Start of The data

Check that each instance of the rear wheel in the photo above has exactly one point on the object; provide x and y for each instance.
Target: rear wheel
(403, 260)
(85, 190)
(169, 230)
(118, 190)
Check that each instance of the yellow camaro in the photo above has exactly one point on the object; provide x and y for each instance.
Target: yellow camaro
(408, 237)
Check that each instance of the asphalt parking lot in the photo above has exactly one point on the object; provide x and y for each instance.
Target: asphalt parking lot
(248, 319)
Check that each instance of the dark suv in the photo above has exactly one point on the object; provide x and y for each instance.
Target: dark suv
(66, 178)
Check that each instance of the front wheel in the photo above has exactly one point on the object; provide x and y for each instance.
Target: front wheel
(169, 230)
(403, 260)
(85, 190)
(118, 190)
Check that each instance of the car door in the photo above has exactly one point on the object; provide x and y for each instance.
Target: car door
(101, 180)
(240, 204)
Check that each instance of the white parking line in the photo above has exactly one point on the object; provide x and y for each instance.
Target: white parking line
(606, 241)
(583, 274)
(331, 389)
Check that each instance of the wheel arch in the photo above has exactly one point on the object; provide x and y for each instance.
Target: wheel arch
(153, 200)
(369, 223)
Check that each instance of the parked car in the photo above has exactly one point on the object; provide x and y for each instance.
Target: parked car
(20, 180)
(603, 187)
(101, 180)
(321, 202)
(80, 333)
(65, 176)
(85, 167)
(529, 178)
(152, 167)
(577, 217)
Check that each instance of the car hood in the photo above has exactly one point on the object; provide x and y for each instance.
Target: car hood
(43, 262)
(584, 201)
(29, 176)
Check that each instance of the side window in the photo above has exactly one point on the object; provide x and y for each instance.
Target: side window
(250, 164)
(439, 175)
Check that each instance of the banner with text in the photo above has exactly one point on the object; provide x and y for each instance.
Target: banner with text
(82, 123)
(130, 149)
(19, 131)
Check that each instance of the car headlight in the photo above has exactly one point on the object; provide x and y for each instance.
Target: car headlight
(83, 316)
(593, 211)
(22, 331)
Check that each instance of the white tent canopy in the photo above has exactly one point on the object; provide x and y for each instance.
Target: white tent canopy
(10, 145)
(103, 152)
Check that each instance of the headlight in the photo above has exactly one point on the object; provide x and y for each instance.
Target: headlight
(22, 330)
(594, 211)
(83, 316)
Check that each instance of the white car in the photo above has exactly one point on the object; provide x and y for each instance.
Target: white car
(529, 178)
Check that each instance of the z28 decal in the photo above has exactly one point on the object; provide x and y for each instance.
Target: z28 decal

End of The data

*Task item*. Please count how many lines of the records include "decal", giving the number and nothing else.

*Answer space*. 2